- What is being asked
In the Mr. Goodbar passage, update the stretch that begins with "Ironically, whatever the" and ends after "of sexual detente." by changing "heroine" to "protagonist".
--- Exercise passage ---
Ironically, whatever the author's intentions, Mr. Goodbar will be received as part of the burgeoning canon of women's writing. Yet its cold, selfabsorbed, constantly dissatisfied heroine is not unlike the "stereotypes" whom male novelists are accused of constructing. She is also a strong, vital creation—and a giant step forward in the long-term interests of sexual detente.

Judith Rossner wrote Mr. Goodbar for money—although she never hoped for as much as she eventually collected. Divorced with two children, she expected that a novel on the young teacher's murder might make $40,000 and enable her to quit secretarial jobs. But she was interested in singles and singles' bars anyway. If Rossner, 38, were the advice-giving type, she would tell people to stay out of them: "They are dark and anonymous, like night—a concealing atmosphere for neurotic people to meet in." She does not mean to imply that all singles are unstable. To her, the worst thing about singles is the word itself. Marriage sounds better, but it is no panacea either; it is really "a mass solution to aloneness, the most common way of denying reality."

She was inspired to write fiction by Grace Paley's short story collection The Little Disturbances of Man. Paley has never had a big popular success but is admired as a genuine "writer's writer." Says her admirer: "I felt that here was someone writing with my sensibility. I loved her combination of sex and humor." Rossner is currently working as much as twelve hours a day on a new novel. Its subject: two women who marry Siamese twins—a theme that should truly explore the paradoxes of singleness. Rossner is delighted to have recognition before her but even happier to have Mr. Goodbar behind her. Throughout her writing she was so haunted by her subject that she was afraid to work in the evening. It was not that she expected a madman to leap through the window of her Manhattan apartment. What she feared was Theresa's approaching death, from which she could not save her. "In the morning you get away from your demons," she says. "At night you head back to them."
--- Material provided ---
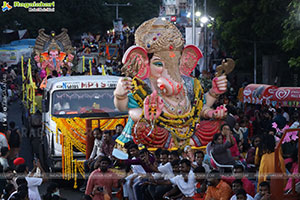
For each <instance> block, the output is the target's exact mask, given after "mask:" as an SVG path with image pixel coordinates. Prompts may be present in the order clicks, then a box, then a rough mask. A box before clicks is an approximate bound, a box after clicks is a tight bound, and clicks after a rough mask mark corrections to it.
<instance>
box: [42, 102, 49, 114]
mask: <svg viewBox="0 0 300 200" xmlns="http://www.w3.org/2000/svg"><path fill="white" fill-rule="evenodd" d="M42 112H43V113H46V112H49V101H48V99H43V100H42Z"/></svg>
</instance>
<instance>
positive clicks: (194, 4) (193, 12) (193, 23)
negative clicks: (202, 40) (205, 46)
mask: <svg viewBox="0 0 300 200" xmlns="http://www.w3.org/2000/svg"><path fill="white" fill-rule="evenodd" d="M192 43H193V44H194V45H196V26H195V0H193V1H192Z"/></svg>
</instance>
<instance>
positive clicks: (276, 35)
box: [208, 0, 289, 71]
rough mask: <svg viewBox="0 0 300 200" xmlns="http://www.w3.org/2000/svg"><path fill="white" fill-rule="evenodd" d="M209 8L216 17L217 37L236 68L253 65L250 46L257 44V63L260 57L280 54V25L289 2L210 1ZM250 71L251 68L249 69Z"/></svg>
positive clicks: (260, 58)
mask: <svg viewBox="0 0 300 200" xmlns="http://www.w3.org/2000/svg"><path fill="white" fill-rule="evenodd" d="M208 3H209V4H208V8H212V9H211V11H209V12H212V13H214V14H215V16H216V17H215V19H216V20H215V21H216V26H215V30H216V35H217V36H218V38H219V39H220V41H221V44H222V46H223V48H224V49H225V50H226V51H227V52H229V54H230V55H232V56H233V57H234V58H235V59H236V61H237V65H238V66H239V68H240V69H241V68H243V69H244V70H247V71H249V66H253V43H254V42H256V43H257V57H258V62H261V58H262V55H281V54H282V53H283V52H282V49H281V46H280V45H279V44H278V41H280V40H281V38H282V35H283V31H282V27H281V25H282V22H283V20H284V19H285V18H286V16H287V11H286V7H287V5H288V3H289V1H282V0H242V1H235V0H212V1H208ZM250 69H251V68H250Z"/></svg>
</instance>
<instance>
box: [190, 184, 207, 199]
mask: <svg viewBox="0 0 300 200" xmlns="http://www.w3.org/2000/svg"><path fill="white" fill-rule="evenodd" d="M200 187H201V184H200V183H197V185H196V188H197V189H198V188H200ZM192 198H193V199H194V200H204V199H205V193H197V191H196V192H195V194H194V196H193V197H192Z"/></svg>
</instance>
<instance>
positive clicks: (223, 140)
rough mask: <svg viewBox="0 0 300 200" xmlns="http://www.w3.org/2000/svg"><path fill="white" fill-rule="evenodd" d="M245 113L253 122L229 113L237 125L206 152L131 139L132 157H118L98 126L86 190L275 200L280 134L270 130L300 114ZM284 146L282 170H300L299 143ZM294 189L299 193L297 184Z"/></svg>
mask: <svg viewBox="0 0 300 200" xmlns="http://www.w3.org/2000/svg"><path fill="white" fill-rule="evenodd" d="M252 109H254V110H252ZM247 112H248V113H251V112H253V113H255V115H253V117H254V118H251V121H250V120H249V119H248V120H245V118H247V116H250V117H252V115H251V114H249V115H247V114H245V113H244V112H243V113H242V112H239V113H238V114H239V115H233V113H232V112H230V114H229V116H233V119H234V120H235V121H236V123H233V125H232V126H231V125H230V124H229V123H225V124H223V125H222V126H221V128H220V133H217V134H215V135H214V138H213V140H212V142H211V143H209V144H208V145H207V148H206V149H205V150H195V151H194V152H193V153H191V148H189V147H186V148H185V149H184V150H182V151H180V150H178V151H168V150H165V149H157V150H156V151H155V152H149V151H148V150H147V149H146V148H143V147H141V146H138V145H137V144H135V143H133V142H129V143H126V144H125V148H126V150H127V153H128V155H129V158H128V159H118V158H116V157H114V156H113V155H112V150H113V145H114V144H115V143H114V142H113V139H112V137H110V139H108V137H107V136H108V133H107V131H104V132H102V131H101V130H99V129H95V130H94V132H93V133H94V136H95V140H96V142H95V146H94V150H93V153H92V155H91V158H90V159H89V160H87V162H86V164H87V166H89V168H88V170H86V172H90V173H91V174H90V176H89V178H88V181H87V186H86V189H85V186H84V187H83V188H82V189H83V190H84V189H85V194H86V195H89V196H91V197H92V198H93V199H109V198H111V197H112V188H113V187H118V188H121V192H119V193H120V194H121V195H120V196H122V198H123V199H133V200H140V199H147V200H148V199H149V200H151V199H155V200H156V199H199V200H200V199H205V200H211V199H219V200H223V199H224V200H227V199H228V200H229V199H240V200H241V199H244V200H246V199H255V200H266V199H271V194H270V176H271V175H272V174H273V173H275V168H274V159H275V156H274V151H275V145H276V141H278V138H277V137H280V134H281V133H280V132H278V131H276V129H274V128H272V123H274V122H275V123H278V124H280V123H281V122H280V121H282V122H284V123H282V124H281V126H285V125H286V124H289V123H292V124H293V123H299V122H298V118H295V116H294V117H293V118H290V121H288V120H286V118H285V117H283V115H282V113H281V109H277V111H276V113H275V115H274V117H273V113H272V111H268V110H263V109H262V110H259V111H258V110H256V109H255V108H254V107H251V108H249V110H247ZM247 112H246V113H247ZM295 113H297V112H294V113H293V115H296V114H295ZM281 116H282V117H281ZM285 116H287V115H286V114H285ZM259 117H261V118H259ZM278 120H279V121H278ZM226 121H228V122H230V121H231V120H228V119H227V120H226ZM101 135H102V136H101ZM276 138H277V139H276ZM105 141H106V142H105ZM286 145H288V147H285V146H284V145H282V155H280V164H281V172H282V174H286V173H293V172H294V171H295V169H298V164H297V156H295V155H297V154H295V153H297V152H298V147H297V145H296V141H292V142H291V143H287V144H286ZM291 146H293V148H292V149H291ZM96 149H98V150H96ZM95 152H96V154H95ZM289 153H290V154H289ZM283 158H284V159H285V160H284V159H283ZM120 166H121V169H123V168H122V166H123V167H125V169H124V170H125V171H126V174H125V175H123V176H120V175H119V174H118V173H114V172H113V171H115V168H116V167H120ZM118 171H120V170H118ZM87 174H88V173H87ZM283 181H287V180H283ZM298 181H299V180H296V183H297V182H298ZM288 182H290V183H289V184H287V185H286V188H285V189H284V190H285V192H290V191H291V180H288ZM296 188H297V187H296ZM296 190H297V191H298V192H299V190H298V188H297V189H296ZM105 195H107V197H106V198H105Z"/></svg>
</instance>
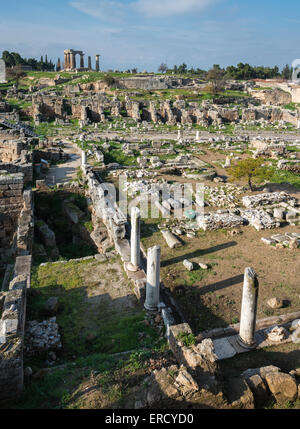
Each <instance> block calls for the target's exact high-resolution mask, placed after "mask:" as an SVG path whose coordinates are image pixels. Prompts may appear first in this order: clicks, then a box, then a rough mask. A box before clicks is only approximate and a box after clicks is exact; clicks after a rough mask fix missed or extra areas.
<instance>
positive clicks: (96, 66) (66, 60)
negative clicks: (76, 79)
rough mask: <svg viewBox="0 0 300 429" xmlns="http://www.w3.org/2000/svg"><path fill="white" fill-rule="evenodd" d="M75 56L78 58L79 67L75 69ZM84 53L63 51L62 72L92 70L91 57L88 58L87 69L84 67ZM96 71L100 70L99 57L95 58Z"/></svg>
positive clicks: (75, 68)
mask: <svg viewBox="0 0 300 429" xmlns="http://www.w3.org/2000/svg"><path fill="white" fill-rule="evenodd" d="M76 55H79V56H80V66H79V67H76ZM84 55H85V54H84V52H82V51H75V50H73V49H65V50H64V70H65V71H74V70H84V69H86V70H92V63H91V57H88V67H85V66H84ZM95 57H96V71H99V70H100V65H99V58H100V55H99V54H97V55H96V56H95Z"/></svg>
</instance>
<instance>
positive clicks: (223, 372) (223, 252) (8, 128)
mask: <svg viewBox="0 0 300 429" xmlns="http://www.w3.org/2000/svg"><path fill="white" fill-rule="evenodd" d="M96 52H97V51H96ZM84 55H85V54H84V51H82V50H76V49H65V50H64V52H63V56H62V58H63V61H62V62H61V61H60V59H58V61H57V66H56V70H52V71H38V70H27V69H26V67H25V66H24V67H25V68H24V67H23V66H22V67H23V70H21V71H20V70H16V68H15V69H14V68H13V67H10V66H9V65H7V64H6V65H5V61H3V60H0V408H1V409H7V408H8V409H49V408H50V409H57V408H60V409H61V408H62V409H114V410H124V409H125V410H129V409H134V410H149V409H181V410H184V409H189V410H190V409H214V410H229V409H230V410H233V409H234V410H237V409H239V410H245V409H255V410H258V409H272V410H275V409H283V408H294V409H299V408H300V283H299V277H300V84H299V83H297V81H293V80H291V79H286V78H284V77H282V76H280V77H278V76H277V77H276V76H275V77H274V76H273V77H267V78H255V77H254V78H244V79H241V78H235V77H232V76H230V75H229V74H228V73H227V72H226V73H225V70H221V69H220V68H218V67H217V66H214V68H213V69H211V70H210V71H208V72H205V73H202V74H201V73H196V72H195V71H188V72H186V71H183V72H181V71H178V70H177V71H176V70H175V71H174V70H166V71H164V72H159V73H154V72H151V73H150V72H146V71H145V72H143V73H139V72H137V70H127V71H119V70H114V71H113V70H111V71H105V72H104V71H102V55H100V54H96V55H94V57H91V56H88V58H87V61H85V58H84ZM76 56H77V62H76ZM3 57H4V58H3V59H4V60H5V58H6V57H5V56H4V55H3ZM100 57H101V62H100ZM92 59H93V61H92ZM44 62H45V61H44ZM48 63H49V62H48ZM24 64H25V63H24ZM22 67H21V68H20V69H22ZM221 72H222V73H221Z"/></svg>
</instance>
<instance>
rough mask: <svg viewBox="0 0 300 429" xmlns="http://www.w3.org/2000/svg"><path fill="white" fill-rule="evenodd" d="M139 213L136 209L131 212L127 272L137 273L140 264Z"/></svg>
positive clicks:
---
- Exercise response
Ironically, whatever the author's intentions, Mr. Goodbar will be received as part of the burgeoning canon of women's writing. Yet its cold, selfabsorbed, constantly dissatisfied protagonist is not unlike the "stereotypes" whom male novelists are accused of constructing. She is also a strong, vital creation—and a giant step forward in the long-term interests of sexual detente.